Au total, en quinze ans, l’Iran est parvenu à établir une continuité territoriale de Téhéran à la Méditerranée. Et sa position s’est trouvée encore renforcée, le 6 mai, par le succès du Hezbollah et de ses alliés du mouvement chiite Amal aux élections législatives au Liban. Ces gains d’influence expliquent en partie la violence de la guerre livrée au Yémen par l’Arabie saoudite, avec des armes occidentales, contre les rebelles houthis pro-Iraniens. Pour les États-Unis, c’est une puissance régionale en pleine expansion qu’il faut d’urgence briser. Il y a donc un abîme entre Washington et les autres signataires de l’accord de Vienne. Les Européens, les Russes et les Chinois défendent un texte spécifiquement destiné à la question nucléaire. Pour les États-Unis, il s’agit d’une remise en cause globale de l’influence iranienne au Moyen-Orient. C’est aussi la stratégie de l’Arabie saoudite et d’Israël.

- **Exercice 1**:
Résumez en deux phrases le texte sur l'influence iranienne au Moyen-Orient.
- **Exercice 2**:
Reprenez le texte sur l'influence iranienne au Moyen-Orient après sa dernière phrase et prolongez-le de quelques phrases.

- **Données fournies**:
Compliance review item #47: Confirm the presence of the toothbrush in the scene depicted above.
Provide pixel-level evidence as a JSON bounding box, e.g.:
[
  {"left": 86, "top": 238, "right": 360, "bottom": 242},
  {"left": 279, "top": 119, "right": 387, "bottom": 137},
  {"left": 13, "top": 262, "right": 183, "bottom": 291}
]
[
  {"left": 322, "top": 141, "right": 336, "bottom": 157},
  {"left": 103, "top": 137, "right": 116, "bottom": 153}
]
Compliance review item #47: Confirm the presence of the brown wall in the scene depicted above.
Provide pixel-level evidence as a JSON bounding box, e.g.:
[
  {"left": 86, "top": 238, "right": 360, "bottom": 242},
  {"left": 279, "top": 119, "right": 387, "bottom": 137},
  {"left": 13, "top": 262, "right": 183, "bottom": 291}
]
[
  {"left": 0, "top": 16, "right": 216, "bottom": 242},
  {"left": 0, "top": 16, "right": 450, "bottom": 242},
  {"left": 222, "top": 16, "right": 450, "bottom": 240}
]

- **Corrigé 1**:
En quinze ans, l'Iran a établi une continuité territoriale de Téhéran à la Méditerranée, et sa position s'est encore renforcée le 6 mai avec le succès du Hezbollah et d'Amal aux élections législatives libanaises. Les Européens, les Russes et les Chinois défendent l'accord de Vienne comme un texte consacré à la question nucléaire, tandis que les États-Unis, comme l'Arabie saoudite et Israël, visent une remise en cause globale de l'influence iranienne au Moyen-Orient.

- **Corrigé 2**:
Cette affaire démontre une fois encore le poids du lobby pro-israélien sur la politique américaine. La droite israélienne rêve depuis plusieurs années déjà d’entraîner les États-Unis dans une guerre contre l’Iran. Israël se chargerait alors de mener une offensive de grande envergure sur le Liban pour détruire le potentiel militaire du Hezbollah. La plupart des raids conduits par l’aviation israélienne au cours des derniers mois en Syrie y préparaient en visant significativement le Hezbollah ou des milices iraniennes. Le Premier ministre israélien, Benyamin Netanyahou, et les colons ont fait, mardi, un pas vers leur objectif d’un embrasement généralisé de la région. On ne dira jamais assez que le but est d’anéantir toutes les forces qui pourraient potentiellement faire obstacle à la liquidation, au moins politique, de la question palestinienne. Ce sont ces stratégies mortifères qui se dessinent derrière la décision de Donald Trump.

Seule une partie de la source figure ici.